### RECORDS SUPPLIED:
#####

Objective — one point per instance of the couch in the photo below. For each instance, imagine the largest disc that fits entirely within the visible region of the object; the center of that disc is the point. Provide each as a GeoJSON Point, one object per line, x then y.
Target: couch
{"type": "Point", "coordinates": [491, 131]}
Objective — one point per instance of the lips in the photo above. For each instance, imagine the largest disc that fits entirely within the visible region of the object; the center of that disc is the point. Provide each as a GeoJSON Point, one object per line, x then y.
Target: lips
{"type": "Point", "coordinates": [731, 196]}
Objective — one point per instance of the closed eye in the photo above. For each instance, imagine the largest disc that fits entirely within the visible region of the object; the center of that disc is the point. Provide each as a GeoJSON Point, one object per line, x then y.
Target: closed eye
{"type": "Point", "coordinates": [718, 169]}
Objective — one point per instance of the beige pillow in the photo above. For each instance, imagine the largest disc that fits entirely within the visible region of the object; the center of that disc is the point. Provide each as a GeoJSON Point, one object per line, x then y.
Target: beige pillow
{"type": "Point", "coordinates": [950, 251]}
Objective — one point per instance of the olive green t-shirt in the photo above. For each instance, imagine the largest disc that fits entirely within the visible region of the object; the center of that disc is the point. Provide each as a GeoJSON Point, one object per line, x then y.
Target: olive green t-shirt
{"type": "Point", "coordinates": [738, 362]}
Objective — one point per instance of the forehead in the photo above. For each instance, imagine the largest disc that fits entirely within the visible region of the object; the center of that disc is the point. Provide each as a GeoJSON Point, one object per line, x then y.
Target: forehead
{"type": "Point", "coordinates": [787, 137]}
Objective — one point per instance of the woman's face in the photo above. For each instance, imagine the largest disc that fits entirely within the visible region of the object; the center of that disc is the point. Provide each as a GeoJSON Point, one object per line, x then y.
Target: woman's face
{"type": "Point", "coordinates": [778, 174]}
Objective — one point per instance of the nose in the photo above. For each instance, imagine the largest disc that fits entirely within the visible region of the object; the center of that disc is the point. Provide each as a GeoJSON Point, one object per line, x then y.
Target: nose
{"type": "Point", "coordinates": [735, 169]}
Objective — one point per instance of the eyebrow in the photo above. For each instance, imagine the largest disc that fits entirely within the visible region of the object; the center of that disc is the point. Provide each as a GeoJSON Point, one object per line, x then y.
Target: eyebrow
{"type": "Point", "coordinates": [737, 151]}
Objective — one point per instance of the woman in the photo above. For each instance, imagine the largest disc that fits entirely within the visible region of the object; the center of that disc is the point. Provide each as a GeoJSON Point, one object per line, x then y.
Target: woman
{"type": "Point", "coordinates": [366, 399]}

#####

### WHAT IS REQUIRED:
In the entries, set out the lines between the line holding "Objective — one point per instance of the woman's" and the line holding "Target: woman's face", inclusive, as a Markdown table with the columns Row and Line, skipping any blank lines. Put a row number in Row and the full line in Line.

### WRITTEN REPLY:
| Row | Line |
|---|---|
| 1 | Objective — one point per instance of the woman's face in the photo above. For each instance, imagine the largest disc that fits entirely within the visible region of the object; the center of that disc is the point. Provide each as a GeoJSON Point, one object per line, x then y. |
| 2 | Target: woman's face |